Vortrag von Veronika Kracher im Rahmen des Wochenendes gegen Rassismus
Freitag, 19.3.2020, 20 Uhr
Jos Fritz Buchhandlung, Freiburg, Wilhelmstr. 15
Was ist eine „Stacy"? Und ein „Chad"? Was bedeuten Begriffe wie „Roastie", „blackpill", „Wristcel", „looksmaxing" und „Femoid"? Es handelt sich hier um den Code der sogenannten Incel-Subkultur, ein misogyner Online-Todeskult, der seit 2018 in den Blick der Öffentlichkeit geraten ist. „Incel" ist die Kurzform für „Involuntary Celibate" – unfreiwillig im Zölibat lebende. Denn dieses jedoch nur scheinbar unfreiwillige Zölibat konstituiert die komplette Identität dieser frustrierten jungen Männer.
Im April 2018 fuhr der Kanadier Alek Minassian mit dem Auto in eine Menschenmenge, um Rache dafür zu nehmen, dass er immer noch keinen Sex gehabt hatte. Sein Vorbild war Elliot Rodger, Held der Incels, der 2014 sechs Menschen tötete, 13 weitere verletzte, und ein über hundert Seiten langes Manifest hinterließ, das zum Manifest der Incel-Bewegung wurde.
Frauen würden einem Sex schulden, und müssten dafür bestraft werden, dass sie diesen verweigern, so der Tenor. Dass Frauenhass, Antisemitismus, Rassismus und die selbstgefällige Anspruchshaltung, man hätte allein seines Geschlechts wegen schon Sex verdient, dafür verantwortlich sind, dass die sich in der Alt-Right verortenden Incels in der Partnerinnenwahl versagen, wird vehement geleugnet.

◆ ÜBUNGSAUFGABEN ◆
- 1) Wofür ist „Incel" laut dem Text über die Incel-Subkultur die Kurzform?
- 2) Führe den Text über die Incel-Subkultur im Anschluss an seinen letzten Satz weiter.
Die Daten stammen aus einer anderen Quelle als der Text.

◆ EINTRÄGE ◆
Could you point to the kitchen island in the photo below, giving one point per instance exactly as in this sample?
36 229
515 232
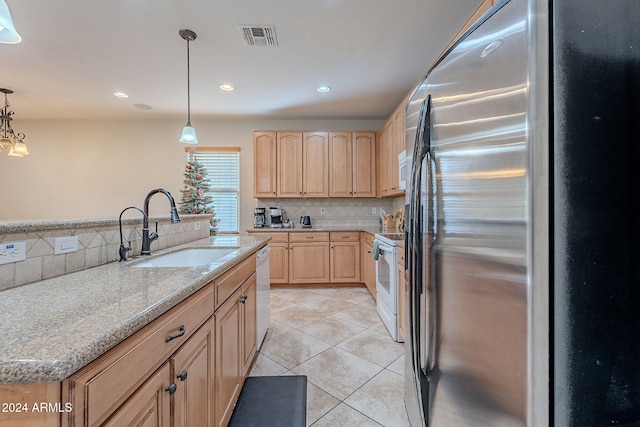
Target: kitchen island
79 325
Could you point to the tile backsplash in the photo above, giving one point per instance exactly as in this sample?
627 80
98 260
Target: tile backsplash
350 212
98 243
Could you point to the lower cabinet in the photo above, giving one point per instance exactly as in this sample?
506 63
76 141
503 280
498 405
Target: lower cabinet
309 262
185 368
402 294
235 327
368 264
149 406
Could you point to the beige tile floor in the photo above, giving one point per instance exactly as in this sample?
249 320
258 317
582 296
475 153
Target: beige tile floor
335 337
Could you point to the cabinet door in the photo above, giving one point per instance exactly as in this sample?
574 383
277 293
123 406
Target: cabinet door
264 164
148 406
345 262
309 262
248 326
315 148
279 262
401 294
289 164
341 164
192 374
383 160
364 164
227 358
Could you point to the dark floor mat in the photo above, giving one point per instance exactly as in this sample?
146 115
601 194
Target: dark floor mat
272 401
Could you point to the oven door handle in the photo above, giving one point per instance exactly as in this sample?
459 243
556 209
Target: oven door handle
384 247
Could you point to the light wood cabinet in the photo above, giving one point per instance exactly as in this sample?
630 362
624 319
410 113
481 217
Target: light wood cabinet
367 263
364 164
392 143
227 358
185 368
309 262
278 256
294 164
98 391
315 168
264 164
352 160
341 160
249 317
289 164
402 293
149 406
344 263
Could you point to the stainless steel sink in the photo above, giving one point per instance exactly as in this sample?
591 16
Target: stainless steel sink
192 257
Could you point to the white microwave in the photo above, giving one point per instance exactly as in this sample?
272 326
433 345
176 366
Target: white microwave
404 169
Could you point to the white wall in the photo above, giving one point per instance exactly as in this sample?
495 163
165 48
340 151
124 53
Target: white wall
94 169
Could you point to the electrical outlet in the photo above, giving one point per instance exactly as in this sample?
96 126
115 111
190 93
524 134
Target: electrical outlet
12 252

◆ LÖSUNGEN ◆
- 1) Für „Involuntary Celibate", also unfreiwillig im Zölibat Lebende.

- 2)
Denn so wie man Frauen hasst, hasst man als Incel auch sich selbst: Incels hängen dem fatalistischen Glauben an, sie seien aufgrund der eigenen Hässlichkeit ohnehin determiniert, für immer ein Dasein als ungeliebter Einzelgänger zu fristen – Frauen seien schließlich alles oberflächliche Schlampen. Denn es gibt kaum etwas, was der Incel mehr verabscheut als selbstbestimmte weibliche Sexualität. Als Ventil für den eigenen Frust dient das Internet. In Foren tauscht man sich mit Gleichgesinnten über die Verkommenheit von als „Femoids" dehumanisierten Frauen aus, ergießt sich in Vergewaltigungs- und Mordfantasien, und bestätigt sich gegenseitig, dass man Abschaum sei. Denn: Selbst- als auch Frauenhass bestimmen das komplette Dasein der Incels. Diese permanente, aber nur vermeintliche Kränkung ist dem Incel untragbar, und muss so ihre Wiedergutmachung im Terror gegen Frauen finden, Männer wie Rodger, Minassian, oder Scott P. Beierle beweisen dies.
Doch Incels sind keine „schwarzen Schafe", vielmehr ist ihre Ideologie ist in patriarchalen Verhältnissen verwurzelt: sowohl der Glaube auf das Recht auf den weiblichen Leib als auch die Abwertung von Frauen und deren selbstbestimmter weiblicher Sexualität sind auch außerhalb von Incel-Foren weit verbreitet.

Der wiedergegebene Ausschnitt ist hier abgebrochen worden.